Aufgabenziel ::
Gib bitte aus dem Interviewauszug unten alles von „Lisa Photojournalist , Social“ bis hinunter zu „Grund zu gehen.“ wortgetreu aus.

Interviewauszug ::
>>
Lisa Photojournalist , Social Media
Im Rahmen Ihres jährlich wiederkehrenden Auftrittes um Weihnachten herum in Jena, haben wir die Gelegenheit genutzt um mit dem Sänger von Keimzeit ein paar Fragen auf den Grund zu gehen.

 

Lisa R:A: Keimzeit spielt nicht das Erste Mal in Jena. Laut meiner Recherche dürfte es der zehnte Besuch sein. Seit 2013 scheint es jährlich ein fester Bestandteil eurer Tourneen zu sein. Was gefällt euch besonders an Jena?

 

Norbert Leisegang: Es ist kein Zufall, wir sind ja schon seit den 90ern im Rosenkeller in Jena dabei, das hat mit dem Chef im Rosenkeller, dem Alf, der ja auch das F-Haus bewirtschaftet, zu tun. Und wenn es Alf und seine Crew nicht geben würde, dann würde es nicht so viel Keimzeit in Jena geben. Und wir arbeiten mit Alf schon lange und gut zusammen, das ist gewachsene Zusammenarbeit und wir sind glücklich darüber ihn hier zu haben. Und dann wissen wir auch, dass eine Menge Leute aus Jena und Thüringen sich jedes Mal schon freuen, wenn es im Dezember Keimzeit im F-Haus gibt.
<<
Auflistung ::
>>
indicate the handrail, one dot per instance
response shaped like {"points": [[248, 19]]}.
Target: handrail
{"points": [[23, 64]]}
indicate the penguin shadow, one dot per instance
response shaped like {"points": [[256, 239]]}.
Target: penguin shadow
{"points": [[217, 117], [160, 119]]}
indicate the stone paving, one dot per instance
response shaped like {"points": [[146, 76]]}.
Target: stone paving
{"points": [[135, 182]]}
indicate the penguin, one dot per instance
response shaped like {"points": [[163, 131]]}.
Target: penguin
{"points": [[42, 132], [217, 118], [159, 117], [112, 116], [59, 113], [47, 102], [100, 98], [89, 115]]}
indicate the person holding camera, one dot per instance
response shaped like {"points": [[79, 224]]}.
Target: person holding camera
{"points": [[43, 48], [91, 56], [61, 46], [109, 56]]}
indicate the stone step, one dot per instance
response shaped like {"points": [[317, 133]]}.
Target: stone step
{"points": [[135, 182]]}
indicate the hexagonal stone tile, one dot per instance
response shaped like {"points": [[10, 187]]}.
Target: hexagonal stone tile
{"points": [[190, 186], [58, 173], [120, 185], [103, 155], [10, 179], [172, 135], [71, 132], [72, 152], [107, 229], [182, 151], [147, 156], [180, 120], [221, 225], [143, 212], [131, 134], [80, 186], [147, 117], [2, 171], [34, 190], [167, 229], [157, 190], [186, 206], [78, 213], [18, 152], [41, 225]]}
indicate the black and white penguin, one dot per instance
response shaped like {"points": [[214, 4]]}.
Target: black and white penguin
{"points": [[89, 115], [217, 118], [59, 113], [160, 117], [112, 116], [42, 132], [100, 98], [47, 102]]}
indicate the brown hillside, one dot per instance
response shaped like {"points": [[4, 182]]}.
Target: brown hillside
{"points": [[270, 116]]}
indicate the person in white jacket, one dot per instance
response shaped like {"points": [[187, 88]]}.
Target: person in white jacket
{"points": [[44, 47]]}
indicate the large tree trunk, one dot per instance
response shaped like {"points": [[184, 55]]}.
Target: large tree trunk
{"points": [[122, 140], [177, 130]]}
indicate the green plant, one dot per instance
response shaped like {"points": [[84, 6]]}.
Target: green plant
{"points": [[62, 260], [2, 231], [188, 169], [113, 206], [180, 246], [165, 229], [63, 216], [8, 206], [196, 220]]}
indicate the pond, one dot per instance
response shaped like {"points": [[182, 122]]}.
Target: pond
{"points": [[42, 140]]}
<<
Vollständige Antwort ::
Lisa Photojournalist , Social Media
Im Rahmen Ihres jährlich wiederkehrenden Auftrittes um Weihnachten herum in Jena, haben wir die Gelegenheit genutzt um mit dem Sänger von Keimzeit ein paar Fragen auf den Grund zu gehen.